Provided passage:
-=-=-=-=-

RFR: 8221092: UseAVX=3 has performance degredation on Skylake (X7) processors

Tue Oct 8 18:28:55 UTC 2019

Hi Vladimir,

The declaration of vecX operand type takes care of including upper bank appropriately only on architectures that support vl, bw and dq:

reg_class_dynamic vectorx_reg(vectorx_reg_evex, vectorx_reg_legacy, %{ VM_Version::supports_evex() %} );
reg_class_dynamic vectorx_reg_vlbwdq(vectorx_reg_evex, vectorx_reg_legacy, %{ VM_Version::supports_avx512vlbwdq() %} );

operand vecX() %{
  constraint(ALLOC_IN_RC(vectorx_reg_vlbwdq));
  match(VecX);

  format %{ %}
  interface(REG_INTER);
%}

Best Regards,
Sandhya

-----Original Message-----
From: Vladimir Ivanov <vladimir.x.ivanov at oracle.com> 
Sent: Tuesday, October 08, 2019 11:10 AM
To: Deshpande, Vivek R <vivek.r.deshpande at intel.com>; 'hotspot-compiler-dev at openjdk.java.net' <hotspot-compiler-dev at openjdk.java.net>
Cc: 'Robert Strout' <robert.strout at oracle.com>; 'Scott Oaks' <scott.oaks at oracle.com>; Viswanathan, Sandhya <sandhya.viswanathan at intel.com>
Subject: Re: RFR: 8221092: UseAVX=3 has performance degredation on Skylake (X7) processors

Thanks for the clarifications, Vivek.

> VecX has higher bank of registers when there is support for avx512vl avx512bw and avx512dq.
> The VecX works for Repl4F_zero as the xorps calls vpxor when avx512vl bw dq are not available.
> 
> This is the snippet from macroAssembler which is used here:
> void MacroAssembler::xorps(XMMRegister dst, XMMRegister src) {
>    if (UseAVX > 2 && !VM_Version::supports_avx512dq() && (dst->encoding() == src->encoding())) {
>      Assembler::vpxor(dst, dst, src, Assembler::AVX_512bit);
>    } else {
>      Assembler::xorps(dst, src);
>    }
> }

Should supports_avx512vldq() be used instead? Or does the presence of DQ mean VL is also available?

> For the 2nd thing in MoveVecX2Leg, you may be right and could be an opportunity to improve.

Good to know. FTR I'm fine with exploring it separately.

-=-=-=-=-

Required tasks:
1) In the UseAVX=3 mailing list thread, which processor support lets VecX use the higher bank of registers?
2) Please summarize the UseAVX=3 mailing list thread in two sentences.
3) Write the next part of the UseAVX=3 mailing list thread, picking up after its last line.

[Data drawn from a collection]
-=-=-=-=-

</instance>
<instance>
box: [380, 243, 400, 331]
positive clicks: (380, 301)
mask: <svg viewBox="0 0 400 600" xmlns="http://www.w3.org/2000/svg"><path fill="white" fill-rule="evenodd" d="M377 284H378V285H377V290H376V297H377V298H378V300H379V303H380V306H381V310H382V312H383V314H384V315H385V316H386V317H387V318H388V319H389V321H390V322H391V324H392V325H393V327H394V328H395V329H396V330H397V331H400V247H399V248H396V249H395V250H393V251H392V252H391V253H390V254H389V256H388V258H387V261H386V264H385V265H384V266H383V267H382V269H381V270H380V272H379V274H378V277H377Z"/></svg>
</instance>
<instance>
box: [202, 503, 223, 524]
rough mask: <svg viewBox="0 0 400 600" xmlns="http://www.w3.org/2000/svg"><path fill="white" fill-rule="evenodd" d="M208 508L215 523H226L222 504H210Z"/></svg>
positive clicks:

-=-=-=-=-

Response list:
1) Support for avx512vl, avx512bw and avx512dq.

2) The thread concerns bug 8221092, in which UseAVX=3 degrades performance on Skylake (X7) processors, and explains that the vecX operand type includes the upper register bank only on architectures supporting vl, bw and dq. Vladimir Ivanov asks whether supports_avx512vldq() should be used in the xorps check or whether DQ implies VL, and he is fine with exploring a possible MoveVecX2Leg improvement separately.

3)
Best regards,
Vladimir Ivanov

> -----Original Message-----
> From: Vladimir Ivanov [mailto:vladimir.x.ivanov at oracle.com]
> Sent: Monday, October 7, 2019 10:18 AM
> To: Deshpande, Vivek R <vivek.r.deshpande at intel.com>; 
> 'hotspot-compiler-dev at openjdk.java.net' 
> <hotspot-compiler-dev at openjdk.java.net>
> Cc: 'Robert Strout' <robert.strout at oracle.com>; 'Scott Oaks' 
> <scott.oaks at oracle.com>
> Subject: Re: RFR: 8221092: UseAVX=3 has performance degredation on 
> Skylake (X7) processors
> 
> Vivek,
> 
> Thinking more about it, I got a question:
> 
> src/hotspot/cpu/x86/x86.ad:
> 
>    instruct Repl4F_zero(vecX dst, immF0 zero) %{
> -  predicate(n->as_Vector()->length() == 4 && UseAVX < 3);
> +  predicate(n->as_Vector()->length() == 4);
>      match(Set dst (ReplicateF zero));
>      format %{ "xorps   $dst,$dst\t! replicate4F zero" %}
>      ins_encode %{
>        __ xorps($dst$$XMMRegister, $dst$$XMMRegister);
>      %}
>      ins_pipe( fpu_reg_reg );
>    %}
> 
> -instruct Repl4F_zero_evex(vecX dst, immF0 zero) %{
> -  predicate(n->as_Vector()->length() == 4 && UseAVX > 2);
> -  match(Set dst (ReplicateF zero));
> -  format %{ "vpxor  $dst k0,$dst,$dst\t! replicate4F zero" %}
> -  ins_encode %{
> -    // Use vpxor in place of vxorps since EVEX has a constriant on dq
> for vxorps: this is a 512-bit operation
> -    int vector_len = 2;
> -    __ vpxor($dst$$XMMRegister,$dst$$XMMRegister, $dst$$XMMRegister,
> vector_len);
> -  %}
> -  ins_pipe( fpu_reg_reg );
> -%}
> 
> Any issues with vecX when encoding xorps with dst in higher half
> (xmm16-31) without avx512vl support? Should it be turned to legVecX?
> 
> 
> 
> Also:
> 
> // Load vectors (16 bytes long)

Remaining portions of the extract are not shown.